Please return, word for word, the lines of the material below, starting at the line containing "interior is and supply its bounding box." and ending at the line containing "[47,8,103,119]".

[start RECORD EXTRACTS]

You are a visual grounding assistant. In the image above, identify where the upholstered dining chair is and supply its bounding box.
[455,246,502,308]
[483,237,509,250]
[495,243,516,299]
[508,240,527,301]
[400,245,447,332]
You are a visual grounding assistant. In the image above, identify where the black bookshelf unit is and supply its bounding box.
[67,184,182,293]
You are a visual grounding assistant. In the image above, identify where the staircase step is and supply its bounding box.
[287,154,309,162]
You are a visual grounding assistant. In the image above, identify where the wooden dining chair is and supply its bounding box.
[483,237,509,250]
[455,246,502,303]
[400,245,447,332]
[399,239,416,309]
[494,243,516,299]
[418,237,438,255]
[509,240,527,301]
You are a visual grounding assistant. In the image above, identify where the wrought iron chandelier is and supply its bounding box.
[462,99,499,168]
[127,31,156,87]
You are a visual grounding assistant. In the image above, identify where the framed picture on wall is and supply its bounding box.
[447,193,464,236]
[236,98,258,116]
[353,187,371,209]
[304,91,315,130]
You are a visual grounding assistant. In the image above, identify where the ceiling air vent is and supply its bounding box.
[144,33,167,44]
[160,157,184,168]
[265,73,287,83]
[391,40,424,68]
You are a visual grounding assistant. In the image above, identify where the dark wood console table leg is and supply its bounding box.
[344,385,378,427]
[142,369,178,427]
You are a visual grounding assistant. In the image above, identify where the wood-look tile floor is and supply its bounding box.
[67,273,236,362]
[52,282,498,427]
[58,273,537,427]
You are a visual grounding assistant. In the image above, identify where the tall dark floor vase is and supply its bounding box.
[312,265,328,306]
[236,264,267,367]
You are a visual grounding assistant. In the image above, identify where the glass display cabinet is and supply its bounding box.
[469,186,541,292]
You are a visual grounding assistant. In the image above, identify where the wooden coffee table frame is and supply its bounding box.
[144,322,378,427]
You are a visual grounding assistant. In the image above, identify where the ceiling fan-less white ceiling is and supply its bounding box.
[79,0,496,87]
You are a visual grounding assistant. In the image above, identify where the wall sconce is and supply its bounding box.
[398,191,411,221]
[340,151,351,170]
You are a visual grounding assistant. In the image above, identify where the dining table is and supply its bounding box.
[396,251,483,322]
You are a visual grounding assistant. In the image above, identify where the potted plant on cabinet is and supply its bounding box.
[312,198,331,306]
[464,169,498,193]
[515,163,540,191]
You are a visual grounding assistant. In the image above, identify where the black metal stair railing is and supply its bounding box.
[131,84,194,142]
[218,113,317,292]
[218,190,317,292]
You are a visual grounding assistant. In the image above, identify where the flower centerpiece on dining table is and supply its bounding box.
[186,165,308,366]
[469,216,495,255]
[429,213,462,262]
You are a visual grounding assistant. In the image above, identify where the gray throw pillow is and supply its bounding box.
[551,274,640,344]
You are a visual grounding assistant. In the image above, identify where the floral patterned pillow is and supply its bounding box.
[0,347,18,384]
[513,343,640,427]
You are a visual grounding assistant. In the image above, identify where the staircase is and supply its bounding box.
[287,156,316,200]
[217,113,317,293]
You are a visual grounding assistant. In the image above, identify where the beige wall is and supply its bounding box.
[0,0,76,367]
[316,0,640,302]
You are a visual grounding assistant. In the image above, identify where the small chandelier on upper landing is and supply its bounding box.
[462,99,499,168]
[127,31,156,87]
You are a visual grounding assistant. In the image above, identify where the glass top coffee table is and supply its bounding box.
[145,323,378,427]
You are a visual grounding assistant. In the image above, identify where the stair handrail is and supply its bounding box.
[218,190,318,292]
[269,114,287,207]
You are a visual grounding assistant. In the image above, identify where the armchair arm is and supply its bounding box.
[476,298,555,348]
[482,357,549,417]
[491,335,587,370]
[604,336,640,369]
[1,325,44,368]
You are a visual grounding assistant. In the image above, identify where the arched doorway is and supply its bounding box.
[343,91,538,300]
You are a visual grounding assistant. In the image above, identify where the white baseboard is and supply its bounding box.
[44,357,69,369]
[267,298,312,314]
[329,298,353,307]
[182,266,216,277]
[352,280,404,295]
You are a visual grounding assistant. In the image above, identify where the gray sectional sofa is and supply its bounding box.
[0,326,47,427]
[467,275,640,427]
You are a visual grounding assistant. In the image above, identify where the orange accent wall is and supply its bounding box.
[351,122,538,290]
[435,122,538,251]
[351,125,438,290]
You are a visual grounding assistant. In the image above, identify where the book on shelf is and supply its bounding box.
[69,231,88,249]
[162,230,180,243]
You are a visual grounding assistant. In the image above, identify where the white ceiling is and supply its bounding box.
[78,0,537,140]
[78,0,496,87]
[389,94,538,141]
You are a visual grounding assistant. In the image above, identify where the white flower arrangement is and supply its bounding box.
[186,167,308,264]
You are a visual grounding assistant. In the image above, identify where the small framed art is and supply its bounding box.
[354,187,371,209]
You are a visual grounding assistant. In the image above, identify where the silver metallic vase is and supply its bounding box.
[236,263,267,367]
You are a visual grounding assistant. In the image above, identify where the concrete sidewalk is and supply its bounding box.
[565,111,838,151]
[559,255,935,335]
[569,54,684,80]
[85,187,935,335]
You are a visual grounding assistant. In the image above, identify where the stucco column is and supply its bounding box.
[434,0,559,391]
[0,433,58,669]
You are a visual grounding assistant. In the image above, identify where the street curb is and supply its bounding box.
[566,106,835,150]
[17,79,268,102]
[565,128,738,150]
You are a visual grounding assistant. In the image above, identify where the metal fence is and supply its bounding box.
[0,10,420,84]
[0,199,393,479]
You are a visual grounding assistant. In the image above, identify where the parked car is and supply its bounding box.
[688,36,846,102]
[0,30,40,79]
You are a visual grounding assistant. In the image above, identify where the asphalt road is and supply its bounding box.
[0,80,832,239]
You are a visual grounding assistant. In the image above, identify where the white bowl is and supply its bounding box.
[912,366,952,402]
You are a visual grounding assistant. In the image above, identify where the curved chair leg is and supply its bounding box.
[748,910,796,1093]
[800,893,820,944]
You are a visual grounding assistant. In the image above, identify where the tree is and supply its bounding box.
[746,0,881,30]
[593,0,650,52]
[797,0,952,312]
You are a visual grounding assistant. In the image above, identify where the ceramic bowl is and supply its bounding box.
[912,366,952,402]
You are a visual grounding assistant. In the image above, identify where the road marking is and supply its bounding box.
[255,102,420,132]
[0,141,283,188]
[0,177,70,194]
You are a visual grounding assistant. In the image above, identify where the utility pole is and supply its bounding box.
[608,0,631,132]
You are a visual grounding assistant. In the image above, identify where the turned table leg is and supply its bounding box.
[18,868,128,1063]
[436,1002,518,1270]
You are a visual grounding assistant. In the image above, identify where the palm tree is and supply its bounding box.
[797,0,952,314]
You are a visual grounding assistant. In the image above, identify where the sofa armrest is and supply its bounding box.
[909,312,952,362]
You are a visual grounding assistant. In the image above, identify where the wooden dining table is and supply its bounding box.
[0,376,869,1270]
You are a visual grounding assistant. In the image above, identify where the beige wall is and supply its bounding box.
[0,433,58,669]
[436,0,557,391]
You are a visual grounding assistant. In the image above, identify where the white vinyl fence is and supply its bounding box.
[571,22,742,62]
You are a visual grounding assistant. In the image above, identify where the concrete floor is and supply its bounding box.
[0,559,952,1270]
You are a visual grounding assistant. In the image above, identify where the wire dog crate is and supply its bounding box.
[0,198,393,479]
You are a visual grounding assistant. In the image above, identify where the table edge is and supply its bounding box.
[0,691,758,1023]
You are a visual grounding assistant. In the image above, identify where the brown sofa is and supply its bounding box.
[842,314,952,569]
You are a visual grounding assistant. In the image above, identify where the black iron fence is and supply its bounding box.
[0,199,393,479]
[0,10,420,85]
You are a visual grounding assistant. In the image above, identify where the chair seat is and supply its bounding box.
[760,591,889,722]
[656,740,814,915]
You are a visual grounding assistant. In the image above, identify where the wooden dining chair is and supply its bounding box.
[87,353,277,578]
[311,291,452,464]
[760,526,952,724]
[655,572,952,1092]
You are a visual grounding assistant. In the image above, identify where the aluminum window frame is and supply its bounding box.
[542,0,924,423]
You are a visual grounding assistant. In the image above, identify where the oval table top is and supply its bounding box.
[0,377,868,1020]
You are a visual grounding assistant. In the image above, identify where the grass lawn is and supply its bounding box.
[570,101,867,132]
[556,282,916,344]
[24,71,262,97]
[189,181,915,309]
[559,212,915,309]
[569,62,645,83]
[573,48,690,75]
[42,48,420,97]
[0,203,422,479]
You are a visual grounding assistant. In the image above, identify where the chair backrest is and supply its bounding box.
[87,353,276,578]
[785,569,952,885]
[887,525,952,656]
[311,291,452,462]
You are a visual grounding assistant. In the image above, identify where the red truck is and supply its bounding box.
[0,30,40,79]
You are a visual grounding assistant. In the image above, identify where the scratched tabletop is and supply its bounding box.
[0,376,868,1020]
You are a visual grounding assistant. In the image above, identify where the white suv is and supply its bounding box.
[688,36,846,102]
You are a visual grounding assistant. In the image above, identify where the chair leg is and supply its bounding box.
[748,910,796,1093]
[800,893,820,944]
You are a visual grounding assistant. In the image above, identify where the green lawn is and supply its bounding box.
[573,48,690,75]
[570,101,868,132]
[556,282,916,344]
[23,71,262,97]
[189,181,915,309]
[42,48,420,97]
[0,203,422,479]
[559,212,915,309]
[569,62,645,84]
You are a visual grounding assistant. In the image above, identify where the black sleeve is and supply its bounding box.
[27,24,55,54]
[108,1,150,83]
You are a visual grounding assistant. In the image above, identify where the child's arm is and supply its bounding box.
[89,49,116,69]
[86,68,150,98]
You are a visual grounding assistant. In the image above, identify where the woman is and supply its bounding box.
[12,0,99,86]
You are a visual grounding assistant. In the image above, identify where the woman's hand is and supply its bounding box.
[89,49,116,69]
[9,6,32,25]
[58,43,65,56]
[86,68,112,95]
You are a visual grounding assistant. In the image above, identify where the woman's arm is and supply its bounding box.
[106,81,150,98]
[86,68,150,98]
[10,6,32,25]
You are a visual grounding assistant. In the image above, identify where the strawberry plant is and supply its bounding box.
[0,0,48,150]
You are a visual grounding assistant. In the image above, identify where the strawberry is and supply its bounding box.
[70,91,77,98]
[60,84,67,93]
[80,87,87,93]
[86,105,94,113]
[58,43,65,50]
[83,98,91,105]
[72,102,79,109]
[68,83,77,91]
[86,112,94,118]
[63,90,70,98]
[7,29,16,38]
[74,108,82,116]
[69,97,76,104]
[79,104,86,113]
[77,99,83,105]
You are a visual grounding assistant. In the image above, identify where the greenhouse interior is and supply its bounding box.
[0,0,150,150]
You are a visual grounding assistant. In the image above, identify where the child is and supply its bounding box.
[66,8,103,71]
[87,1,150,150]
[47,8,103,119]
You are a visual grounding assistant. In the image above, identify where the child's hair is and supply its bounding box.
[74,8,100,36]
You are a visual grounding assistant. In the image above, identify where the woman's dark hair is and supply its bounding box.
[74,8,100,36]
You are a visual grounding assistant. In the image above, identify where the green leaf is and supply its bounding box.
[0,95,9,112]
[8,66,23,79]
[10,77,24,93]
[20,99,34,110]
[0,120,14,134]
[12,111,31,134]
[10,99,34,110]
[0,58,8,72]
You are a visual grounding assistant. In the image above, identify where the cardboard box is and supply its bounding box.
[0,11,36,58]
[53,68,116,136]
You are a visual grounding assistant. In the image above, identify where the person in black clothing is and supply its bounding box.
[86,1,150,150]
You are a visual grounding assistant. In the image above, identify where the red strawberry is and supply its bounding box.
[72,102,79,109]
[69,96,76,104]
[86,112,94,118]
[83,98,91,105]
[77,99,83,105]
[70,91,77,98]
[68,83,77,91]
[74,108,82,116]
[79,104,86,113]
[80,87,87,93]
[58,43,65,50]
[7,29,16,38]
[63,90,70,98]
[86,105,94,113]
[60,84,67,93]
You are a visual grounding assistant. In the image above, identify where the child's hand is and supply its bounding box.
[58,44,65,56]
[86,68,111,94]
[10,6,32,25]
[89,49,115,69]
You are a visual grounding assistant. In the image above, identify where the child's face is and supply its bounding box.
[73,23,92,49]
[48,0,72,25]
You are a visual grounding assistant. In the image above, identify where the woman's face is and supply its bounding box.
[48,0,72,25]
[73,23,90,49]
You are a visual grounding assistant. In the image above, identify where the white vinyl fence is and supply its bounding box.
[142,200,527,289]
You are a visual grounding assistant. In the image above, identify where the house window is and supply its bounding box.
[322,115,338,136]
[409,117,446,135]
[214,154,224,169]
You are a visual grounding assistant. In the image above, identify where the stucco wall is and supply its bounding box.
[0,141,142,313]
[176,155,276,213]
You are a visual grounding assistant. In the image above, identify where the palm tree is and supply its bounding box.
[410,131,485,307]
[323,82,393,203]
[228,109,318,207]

[end RECORD EXTRACTS]

= EXERCISE SOLUTION =
You are a visual grounding assistant. In the image above, identify where the greenhouse interior is and supply its bounding box.
[0,0,150,150]
You are a visual grounding assistant. In the image above, identify where the child is and supply its bounding box.
[66,8,103,71]
[87,1,150,150]
[47,8,103,119]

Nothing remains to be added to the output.